- Task directions
Continue the car stereo upgrade write-up from its final sentence onward.

- Excerpted passage
────

The plan is to use all active crossovers in the amp I am going to buy to high pass the tweeters, band pass the door mids, and low pass the rears (with a subsonic filter as well, as not to destroy the speakers with <40hz tones).

In this config, it doesn't sound all that great due to being significantly underpowered, but it's good enough to verify all the wiring is correct. So now I just need to order the amp and converter and install those into the trunk.

As for the cassette bluetooth adapter, it works perfectly! The deck does make a bit of noise as the motor spins, but it's not too bad. I wonder if it'll get quieter the more I use it? It has been sitting in a closet for 15 years or so. The sound quality appears to be very good, but the only thing I can compare it to right now is the radio's tuner. The bluetooth definitely sounds better than the integrated tuner, although that's not saying much. At this stage, I'd say the bluetooth adapter is absolutely worth the $20 I paid for it. Once I have the rest of the system installed and tuned, I'll be able to give a better review on the sound quality from it.

────

- Stored data
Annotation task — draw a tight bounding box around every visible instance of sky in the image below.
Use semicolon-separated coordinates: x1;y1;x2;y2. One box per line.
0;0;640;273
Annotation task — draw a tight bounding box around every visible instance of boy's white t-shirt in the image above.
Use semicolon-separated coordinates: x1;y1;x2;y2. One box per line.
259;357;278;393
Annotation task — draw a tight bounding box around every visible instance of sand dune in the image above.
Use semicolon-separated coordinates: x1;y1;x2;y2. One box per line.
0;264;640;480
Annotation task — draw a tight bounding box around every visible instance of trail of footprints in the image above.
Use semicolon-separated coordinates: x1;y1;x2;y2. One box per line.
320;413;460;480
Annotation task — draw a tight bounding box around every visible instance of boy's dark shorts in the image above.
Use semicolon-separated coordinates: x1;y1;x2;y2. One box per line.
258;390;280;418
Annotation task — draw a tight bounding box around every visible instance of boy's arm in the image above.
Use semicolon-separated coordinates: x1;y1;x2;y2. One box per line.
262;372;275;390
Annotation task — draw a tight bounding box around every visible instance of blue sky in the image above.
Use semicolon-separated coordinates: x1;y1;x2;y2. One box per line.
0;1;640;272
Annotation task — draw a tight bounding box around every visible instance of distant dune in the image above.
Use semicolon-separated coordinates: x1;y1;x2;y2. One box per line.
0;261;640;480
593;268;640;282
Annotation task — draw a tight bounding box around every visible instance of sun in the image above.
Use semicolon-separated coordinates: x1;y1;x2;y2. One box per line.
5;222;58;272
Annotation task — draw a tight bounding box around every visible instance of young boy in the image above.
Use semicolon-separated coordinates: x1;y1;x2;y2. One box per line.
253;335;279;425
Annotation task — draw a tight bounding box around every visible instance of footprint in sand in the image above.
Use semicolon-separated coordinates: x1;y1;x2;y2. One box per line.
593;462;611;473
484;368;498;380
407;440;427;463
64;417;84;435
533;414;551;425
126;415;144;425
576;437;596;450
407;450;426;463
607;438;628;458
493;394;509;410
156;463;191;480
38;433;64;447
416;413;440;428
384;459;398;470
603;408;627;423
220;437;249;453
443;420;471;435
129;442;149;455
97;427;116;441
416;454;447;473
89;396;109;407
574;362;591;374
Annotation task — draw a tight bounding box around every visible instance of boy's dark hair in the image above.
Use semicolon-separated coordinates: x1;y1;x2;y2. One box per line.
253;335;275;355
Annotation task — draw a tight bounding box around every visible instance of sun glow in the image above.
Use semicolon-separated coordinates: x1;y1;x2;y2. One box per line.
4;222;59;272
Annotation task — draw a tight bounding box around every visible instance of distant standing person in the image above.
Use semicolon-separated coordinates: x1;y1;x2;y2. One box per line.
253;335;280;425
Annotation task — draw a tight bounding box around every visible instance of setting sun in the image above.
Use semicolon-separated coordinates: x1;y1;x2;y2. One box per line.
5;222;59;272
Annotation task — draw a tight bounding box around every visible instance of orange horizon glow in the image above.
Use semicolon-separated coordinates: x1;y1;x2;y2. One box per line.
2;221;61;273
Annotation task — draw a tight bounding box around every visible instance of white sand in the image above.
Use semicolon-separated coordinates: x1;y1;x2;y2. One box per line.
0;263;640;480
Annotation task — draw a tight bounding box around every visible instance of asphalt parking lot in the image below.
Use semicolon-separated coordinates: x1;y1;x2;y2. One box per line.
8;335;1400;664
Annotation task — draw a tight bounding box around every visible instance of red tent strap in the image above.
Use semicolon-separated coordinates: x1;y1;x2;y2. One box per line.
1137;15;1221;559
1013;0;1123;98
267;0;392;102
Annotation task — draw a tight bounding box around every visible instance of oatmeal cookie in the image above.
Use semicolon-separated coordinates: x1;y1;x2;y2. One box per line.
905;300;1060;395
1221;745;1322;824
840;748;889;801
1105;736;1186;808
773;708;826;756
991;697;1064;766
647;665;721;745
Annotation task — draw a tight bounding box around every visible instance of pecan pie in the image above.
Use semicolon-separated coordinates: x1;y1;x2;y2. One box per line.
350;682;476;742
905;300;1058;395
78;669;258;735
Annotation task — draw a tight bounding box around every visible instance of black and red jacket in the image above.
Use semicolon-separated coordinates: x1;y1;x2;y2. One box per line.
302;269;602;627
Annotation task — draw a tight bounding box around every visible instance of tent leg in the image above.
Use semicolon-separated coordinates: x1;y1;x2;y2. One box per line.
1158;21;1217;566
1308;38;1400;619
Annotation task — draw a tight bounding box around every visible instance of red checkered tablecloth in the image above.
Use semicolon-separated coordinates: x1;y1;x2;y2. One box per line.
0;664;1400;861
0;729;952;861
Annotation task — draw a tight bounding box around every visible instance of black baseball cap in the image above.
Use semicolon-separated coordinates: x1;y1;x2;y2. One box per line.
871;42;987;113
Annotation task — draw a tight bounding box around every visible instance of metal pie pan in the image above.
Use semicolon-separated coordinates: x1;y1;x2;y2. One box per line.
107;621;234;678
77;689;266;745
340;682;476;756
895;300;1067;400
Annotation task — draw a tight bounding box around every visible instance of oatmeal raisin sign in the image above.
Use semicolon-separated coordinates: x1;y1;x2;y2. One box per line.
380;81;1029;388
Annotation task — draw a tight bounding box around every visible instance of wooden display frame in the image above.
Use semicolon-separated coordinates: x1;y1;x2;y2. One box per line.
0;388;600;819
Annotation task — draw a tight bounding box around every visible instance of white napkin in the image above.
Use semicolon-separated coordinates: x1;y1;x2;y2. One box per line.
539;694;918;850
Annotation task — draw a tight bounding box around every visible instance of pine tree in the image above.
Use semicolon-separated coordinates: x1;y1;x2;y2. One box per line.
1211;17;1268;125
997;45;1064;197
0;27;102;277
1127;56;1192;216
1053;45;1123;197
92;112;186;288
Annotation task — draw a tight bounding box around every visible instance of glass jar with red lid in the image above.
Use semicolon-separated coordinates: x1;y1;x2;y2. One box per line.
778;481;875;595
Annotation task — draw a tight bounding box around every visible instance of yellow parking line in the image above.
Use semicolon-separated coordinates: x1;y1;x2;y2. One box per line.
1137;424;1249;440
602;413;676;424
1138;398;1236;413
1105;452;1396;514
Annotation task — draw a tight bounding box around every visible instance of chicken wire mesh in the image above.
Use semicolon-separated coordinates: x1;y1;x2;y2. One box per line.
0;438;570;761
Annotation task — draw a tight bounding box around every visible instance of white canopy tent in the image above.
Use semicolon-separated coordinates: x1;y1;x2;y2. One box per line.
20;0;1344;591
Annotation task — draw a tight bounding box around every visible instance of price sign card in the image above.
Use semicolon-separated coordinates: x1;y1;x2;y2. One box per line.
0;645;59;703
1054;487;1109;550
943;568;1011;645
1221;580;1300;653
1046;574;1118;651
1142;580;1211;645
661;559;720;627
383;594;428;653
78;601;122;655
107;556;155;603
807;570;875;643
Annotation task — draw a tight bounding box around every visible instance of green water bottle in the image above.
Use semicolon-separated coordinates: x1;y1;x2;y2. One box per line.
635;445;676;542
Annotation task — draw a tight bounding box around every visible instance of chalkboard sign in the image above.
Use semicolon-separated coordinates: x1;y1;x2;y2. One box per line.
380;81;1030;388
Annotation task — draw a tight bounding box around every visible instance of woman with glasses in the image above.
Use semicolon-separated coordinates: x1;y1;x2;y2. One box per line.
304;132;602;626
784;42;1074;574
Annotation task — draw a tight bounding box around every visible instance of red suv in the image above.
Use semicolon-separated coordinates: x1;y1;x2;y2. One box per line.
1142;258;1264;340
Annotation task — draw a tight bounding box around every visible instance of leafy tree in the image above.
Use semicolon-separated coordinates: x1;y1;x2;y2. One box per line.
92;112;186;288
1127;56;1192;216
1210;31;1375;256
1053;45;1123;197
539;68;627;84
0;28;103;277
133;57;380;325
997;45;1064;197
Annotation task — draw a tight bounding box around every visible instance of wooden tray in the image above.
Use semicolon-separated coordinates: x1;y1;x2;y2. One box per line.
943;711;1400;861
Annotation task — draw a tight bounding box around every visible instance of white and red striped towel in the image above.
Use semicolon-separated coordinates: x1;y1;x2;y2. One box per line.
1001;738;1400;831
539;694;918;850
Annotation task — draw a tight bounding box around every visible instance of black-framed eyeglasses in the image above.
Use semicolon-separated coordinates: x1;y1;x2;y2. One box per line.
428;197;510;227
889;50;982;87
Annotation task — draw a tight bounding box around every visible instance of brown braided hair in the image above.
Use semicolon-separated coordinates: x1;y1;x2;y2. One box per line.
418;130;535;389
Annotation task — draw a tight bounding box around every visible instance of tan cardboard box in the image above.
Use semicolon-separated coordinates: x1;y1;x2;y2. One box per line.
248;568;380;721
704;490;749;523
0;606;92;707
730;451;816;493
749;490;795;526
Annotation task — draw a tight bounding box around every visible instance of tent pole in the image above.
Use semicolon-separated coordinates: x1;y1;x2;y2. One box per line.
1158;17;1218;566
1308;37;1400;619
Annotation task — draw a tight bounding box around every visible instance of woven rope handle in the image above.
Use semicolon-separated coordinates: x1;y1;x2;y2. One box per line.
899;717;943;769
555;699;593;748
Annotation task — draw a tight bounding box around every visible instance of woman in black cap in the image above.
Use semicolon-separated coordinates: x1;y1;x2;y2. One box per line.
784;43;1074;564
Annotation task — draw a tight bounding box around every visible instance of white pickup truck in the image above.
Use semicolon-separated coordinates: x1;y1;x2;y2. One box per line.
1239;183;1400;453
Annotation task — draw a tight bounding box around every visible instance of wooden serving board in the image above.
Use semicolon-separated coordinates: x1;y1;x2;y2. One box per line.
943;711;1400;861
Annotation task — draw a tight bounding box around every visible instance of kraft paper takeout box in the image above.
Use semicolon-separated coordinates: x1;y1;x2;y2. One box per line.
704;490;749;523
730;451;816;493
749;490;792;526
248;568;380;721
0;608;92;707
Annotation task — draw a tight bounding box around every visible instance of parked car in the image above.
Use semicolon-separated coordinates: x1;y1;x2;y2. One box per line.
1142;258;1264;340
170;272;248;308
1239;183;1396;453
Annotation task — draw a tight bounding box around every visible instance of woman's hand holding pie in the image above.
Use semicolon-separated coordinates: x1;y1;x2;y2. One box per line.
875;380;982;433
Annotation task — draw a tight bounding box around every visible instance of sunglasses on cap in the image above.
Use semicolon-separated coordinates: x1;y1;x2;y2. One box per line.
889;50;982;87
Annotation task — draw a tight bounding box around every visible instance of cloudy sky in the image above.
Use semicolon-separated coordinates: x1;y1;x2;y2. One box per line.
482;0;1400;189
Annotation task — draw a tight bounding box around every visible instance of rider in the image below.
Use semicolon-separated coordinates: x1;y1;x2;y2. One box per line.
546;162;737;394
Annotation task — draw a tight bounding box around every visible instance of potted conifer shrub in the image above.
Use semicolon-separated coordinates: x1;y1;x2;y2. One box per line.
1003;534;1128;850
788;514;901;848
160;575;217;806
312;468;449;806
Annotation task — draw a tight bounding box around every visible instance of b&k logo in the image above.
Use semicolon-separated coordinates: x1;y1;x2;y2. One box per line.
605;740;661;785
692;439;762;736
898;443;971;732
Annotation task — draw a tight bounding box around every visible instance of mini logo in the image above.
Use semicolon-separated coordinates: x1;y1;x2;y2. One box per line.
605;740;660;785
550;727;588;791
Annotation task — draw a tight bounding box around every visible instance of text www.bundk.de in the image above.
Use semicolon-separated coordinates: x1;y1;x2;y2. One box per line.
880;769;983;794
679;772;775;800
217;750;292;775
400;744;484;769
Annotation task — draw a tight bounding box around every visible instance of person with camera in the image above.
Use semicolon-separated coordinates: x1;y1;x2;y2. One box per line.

────

- Result of this exercise
 
The amplifier, line out converter, and some 6.5" subs were delivered today. Not sure if I'll get a chance to install them tonight though.

Precision Power BA2200.5 amplifier (high pass, band pass, and low pass capable 5 channel amp)
Audiocontrol LC7i (6 channel line out converter with bass control)
Tang Bang 6.5" subwoofers (these have received great reviews when performing in a infinite baffle setup, so no box required)

Amp_Equipment.JPG


I'm hoping the 6.5" woofers will fit in the rear speaker locations. If they won't, I'll end up putting them in my GTO instead and look for something else for the mustang.
 
They might fit with a adapter plate... you could make one out of abs plastic sheet or thin plywood. It would have to sit inside the 5x7 location, I mean recessed behind the original mounting location. Then some blocks stapled to the plate so you could screw it into place.
This would allow the unmolested grills to fit back into place... keeping in mind there is a bar in that area of the panel. If no one uses the back seat a delete panel could be modified for the speakers and the install would look very clean.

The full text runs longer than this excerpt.